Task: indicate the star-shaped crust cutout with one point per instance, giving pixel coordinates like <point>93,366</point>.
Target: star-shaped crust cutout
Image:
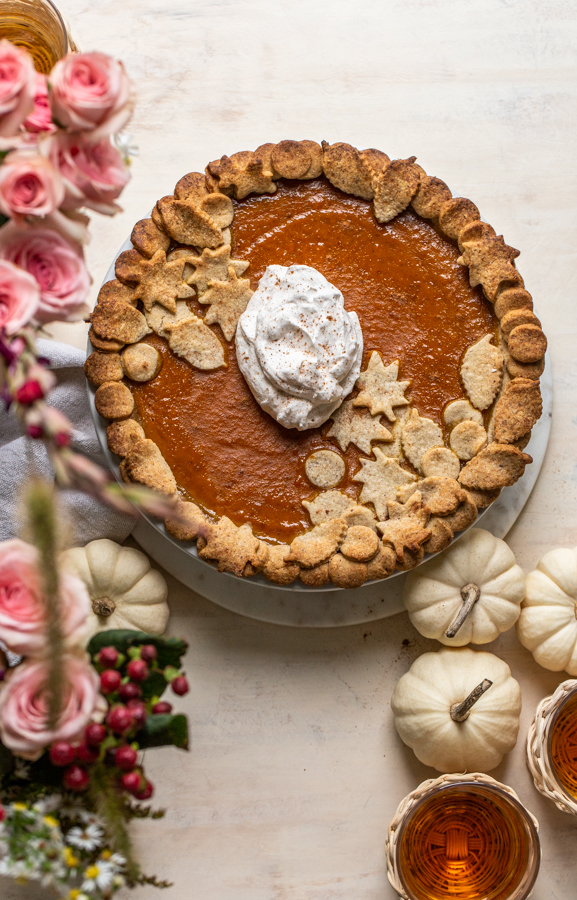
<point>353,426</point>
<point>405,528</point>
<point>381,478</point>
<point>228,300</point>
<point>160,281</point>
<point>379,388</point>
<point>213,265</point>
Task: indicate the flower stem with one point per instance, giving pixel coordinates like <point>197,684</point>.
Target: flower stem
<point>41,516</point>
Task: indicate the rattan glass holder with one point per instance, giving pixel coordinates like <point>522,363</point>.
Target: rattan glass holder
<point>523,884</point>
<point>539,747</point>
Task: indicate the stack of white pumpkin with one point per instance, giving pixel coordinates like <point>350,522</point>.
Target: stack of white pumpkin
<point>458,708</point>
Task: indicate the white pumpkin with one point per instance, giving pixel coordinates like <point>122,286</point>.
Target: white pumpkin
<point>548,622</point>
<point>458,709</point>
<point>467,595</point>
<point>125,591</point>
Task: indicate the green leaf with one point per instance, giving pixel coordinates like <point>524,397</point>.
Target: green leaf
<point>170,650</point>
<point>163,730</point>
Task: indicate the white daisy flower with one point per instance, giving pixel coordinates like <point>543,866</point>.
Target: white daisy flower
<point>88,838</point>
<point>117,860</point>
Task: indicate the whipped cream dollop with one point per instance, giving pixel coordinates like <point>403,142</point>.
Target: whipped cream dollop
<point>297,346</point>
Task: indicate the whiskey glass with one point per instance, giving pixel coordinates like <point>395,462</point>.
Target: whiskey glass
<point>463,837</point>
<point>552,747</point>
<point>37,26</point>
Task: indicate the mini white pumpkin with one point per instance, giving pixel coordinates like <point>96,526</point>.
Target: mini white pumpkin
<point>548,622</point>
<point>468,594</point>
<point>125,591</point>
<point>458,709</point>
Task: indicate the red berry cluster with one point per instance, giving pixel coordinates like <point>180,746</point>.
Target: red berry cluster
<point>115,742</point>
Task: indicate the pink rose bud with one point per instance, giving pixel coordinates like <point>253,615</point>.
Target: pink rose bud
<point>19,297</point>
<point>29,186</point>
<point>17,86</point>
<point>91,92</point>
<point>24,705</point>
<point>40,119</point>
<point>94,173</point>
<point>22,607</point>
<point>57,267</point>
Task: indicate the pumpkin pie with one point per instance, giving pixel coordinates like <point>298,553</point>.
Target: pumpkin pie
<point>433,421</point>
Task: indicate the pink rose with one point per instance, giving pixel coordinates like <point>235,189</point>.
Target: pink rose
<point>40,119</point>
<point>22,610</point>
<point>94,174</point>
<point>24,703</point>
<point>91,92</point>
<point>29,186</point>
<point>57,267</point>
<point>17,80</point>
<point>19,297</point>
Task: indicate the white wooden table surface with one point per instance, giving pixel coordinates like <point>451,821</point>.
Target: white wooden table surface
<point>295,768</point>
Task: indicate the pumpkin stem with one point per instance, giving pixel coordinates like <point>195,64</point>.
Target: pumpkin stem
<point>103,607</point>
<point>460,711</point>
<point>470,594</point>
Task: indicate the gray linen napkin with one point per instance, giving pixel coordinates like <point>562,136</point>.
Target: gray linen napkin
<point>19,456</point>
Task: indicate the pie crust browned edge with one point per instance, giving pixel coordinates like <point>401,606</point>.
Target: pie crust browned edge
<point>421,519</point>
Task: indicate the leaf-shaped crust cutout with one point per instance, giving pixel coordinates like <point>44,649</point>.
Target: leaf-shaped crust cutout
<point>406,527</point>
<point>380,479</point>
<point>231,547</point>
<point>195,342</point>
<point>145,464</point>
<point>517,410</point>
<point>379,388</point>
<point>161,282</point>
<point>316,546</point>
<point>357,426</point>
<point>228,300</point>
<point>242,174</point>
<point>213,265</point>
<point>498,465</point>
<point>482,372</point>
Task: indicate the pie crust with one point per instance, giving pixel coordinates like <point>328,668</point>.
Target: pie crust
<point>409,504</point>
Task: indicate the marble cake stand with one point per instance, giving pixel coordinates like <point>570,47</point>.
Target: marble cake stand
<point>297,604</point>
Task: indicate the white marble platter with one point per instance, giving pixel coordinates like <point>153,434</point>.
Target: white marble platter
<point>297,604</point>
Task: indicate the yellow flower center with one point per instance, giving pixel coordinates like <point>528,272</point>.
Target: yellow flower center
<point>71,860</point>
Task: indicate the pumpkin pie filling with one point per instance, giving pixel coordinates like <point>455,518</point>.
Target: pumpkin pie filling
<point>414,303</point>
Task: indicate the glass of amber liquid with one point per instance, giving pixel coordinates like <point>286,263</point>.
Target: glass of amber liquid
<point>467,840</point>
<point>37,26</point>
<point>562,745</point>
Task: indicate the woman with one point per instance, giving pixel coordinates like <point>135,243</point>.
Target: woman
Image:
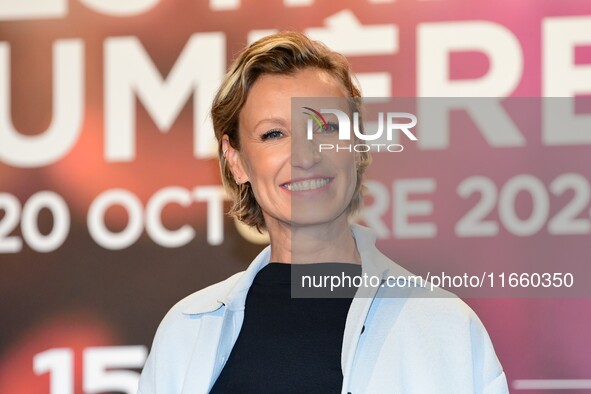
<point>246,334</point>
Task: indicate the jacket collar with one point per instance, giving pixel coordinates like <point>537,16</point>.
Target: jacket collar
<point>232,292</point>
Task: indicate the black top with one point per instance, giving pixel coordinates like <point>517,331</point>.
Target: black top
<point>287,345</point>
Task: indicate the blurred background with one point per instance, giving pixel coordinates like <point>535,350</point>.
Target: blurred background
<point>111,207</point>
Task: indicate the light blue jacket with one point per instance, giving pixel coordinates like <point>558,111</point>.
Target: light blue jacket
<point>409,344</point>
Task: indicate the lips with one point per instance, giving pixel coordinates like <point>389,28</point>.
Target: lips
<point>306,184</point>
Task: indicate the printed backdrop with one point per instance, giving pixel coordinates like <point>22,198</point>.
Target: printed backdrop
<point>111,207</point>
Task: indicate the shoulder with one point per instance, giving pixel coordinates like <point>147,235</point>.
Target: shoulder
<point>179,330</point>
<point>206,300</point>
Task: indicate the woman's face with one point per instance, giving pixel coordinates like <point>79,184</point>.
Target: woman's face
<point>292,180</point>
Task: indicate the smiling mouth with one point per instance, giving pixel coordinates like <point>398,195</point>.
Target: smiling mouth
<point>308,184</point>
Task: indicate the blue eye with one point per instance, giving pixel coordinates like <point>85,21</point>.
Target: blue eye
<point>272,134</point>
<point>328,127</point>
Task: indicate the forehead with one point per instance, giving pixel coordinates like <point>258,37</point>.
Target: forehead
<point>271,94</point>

* * *

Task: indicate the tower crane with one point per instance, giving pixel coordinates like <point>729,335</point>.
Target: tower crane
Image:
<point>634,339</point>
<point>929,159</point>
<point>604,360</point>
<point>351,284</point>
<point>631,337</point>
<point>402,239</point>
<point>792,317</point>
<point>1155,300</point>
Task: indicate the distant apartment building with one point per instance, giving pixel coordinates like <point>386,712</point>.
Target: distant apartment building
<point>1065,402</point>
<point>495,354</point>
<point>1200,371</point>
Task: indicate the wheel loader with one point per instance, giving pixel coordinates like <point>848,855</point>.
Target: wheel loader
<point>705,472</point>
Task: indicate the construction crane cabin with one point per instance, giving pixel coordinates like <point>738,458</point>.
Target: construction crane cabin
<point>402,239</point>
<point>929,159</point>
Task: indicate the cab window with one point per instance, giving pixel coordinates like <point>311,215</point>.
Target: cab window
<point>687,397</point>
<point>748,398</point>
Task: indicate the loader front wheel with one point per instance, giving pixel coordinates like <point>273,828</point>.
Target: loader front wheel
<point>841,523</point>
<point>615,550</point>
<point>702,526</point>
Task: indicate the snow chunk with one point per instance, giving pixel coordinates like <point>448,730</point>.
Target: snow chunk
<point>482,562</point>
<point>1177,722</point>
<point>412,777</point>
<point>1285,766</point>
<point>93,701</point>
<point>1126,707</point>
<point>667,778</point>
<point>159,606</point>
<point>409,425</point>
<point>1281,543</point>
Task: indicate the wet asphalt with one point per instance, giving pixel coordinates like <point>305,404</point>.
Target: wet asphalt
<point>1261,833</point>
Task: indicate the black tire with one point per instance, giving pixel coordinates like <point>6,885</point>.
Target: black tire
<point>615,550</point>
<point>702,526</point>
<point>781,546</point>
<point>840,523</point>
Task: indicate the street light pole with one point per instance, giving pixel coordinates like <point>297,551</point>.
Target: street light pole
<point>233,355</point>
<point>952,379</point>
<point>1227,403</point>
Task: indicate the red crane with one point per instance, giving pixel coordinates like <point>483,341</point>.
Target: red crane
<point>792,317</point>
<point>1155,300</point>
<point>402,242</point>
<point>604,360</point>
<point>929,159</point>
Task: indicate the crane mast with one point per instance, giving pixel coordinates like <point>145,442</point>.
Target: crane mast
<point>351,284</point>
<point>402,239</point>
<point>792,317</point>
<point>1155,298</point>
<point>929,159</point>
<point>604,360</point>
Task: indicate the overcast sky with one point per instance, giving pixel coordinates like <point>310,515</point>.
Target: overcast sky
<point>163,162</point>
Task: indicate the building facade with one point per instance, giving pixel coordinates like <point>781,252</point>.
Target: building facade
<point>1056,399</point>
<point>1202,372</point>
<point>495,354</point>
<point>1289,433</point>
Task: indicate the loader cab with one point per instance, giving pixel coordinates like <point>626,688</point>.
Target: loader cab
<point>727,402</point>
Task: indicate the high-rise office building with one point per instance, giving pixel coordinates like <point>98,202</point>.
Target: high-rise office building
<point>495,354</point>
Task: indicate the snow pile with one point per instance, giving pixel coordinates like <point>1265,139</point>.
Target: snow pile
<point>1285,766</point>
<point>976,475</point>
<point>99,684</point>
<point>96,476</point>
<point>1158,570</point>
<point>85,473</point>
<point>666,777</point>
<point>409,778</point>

**TASK ITEM:**
Of the lines above, output exactly those from the line bearing "Target: blurred background" through the line bearing "Task: indicate the woman's", inclusive.

**EXERCISE RESULT:**
Target: blurred background
<point>111,207</point>
Task: indicate the light blue jacket with one point per instance, giving pixel coordinates like <point>558,111</point>.
Target: light blue jacket
<point>409,344</point>
Task: indicate the lips with one point per instance, giving pixel coordinates like <point>389,28</point>.
Target: lips
<point>306,184</point>
Task: indicate the printed backdrop with one point per instance, giving pixel coordinates like <point>22,198</point>.
Target: printed backdrop
<point>111,207</point>
Task: indicate the shoulder with one point per instance, giving pixel coordinates like <point>147,235</point>.
Target: shoulder
<point>179,330</point>
<point>206,300</point>
Task: indicate the woman's face with one point per instance, giving pixel coordinates like <point>79,184</point>.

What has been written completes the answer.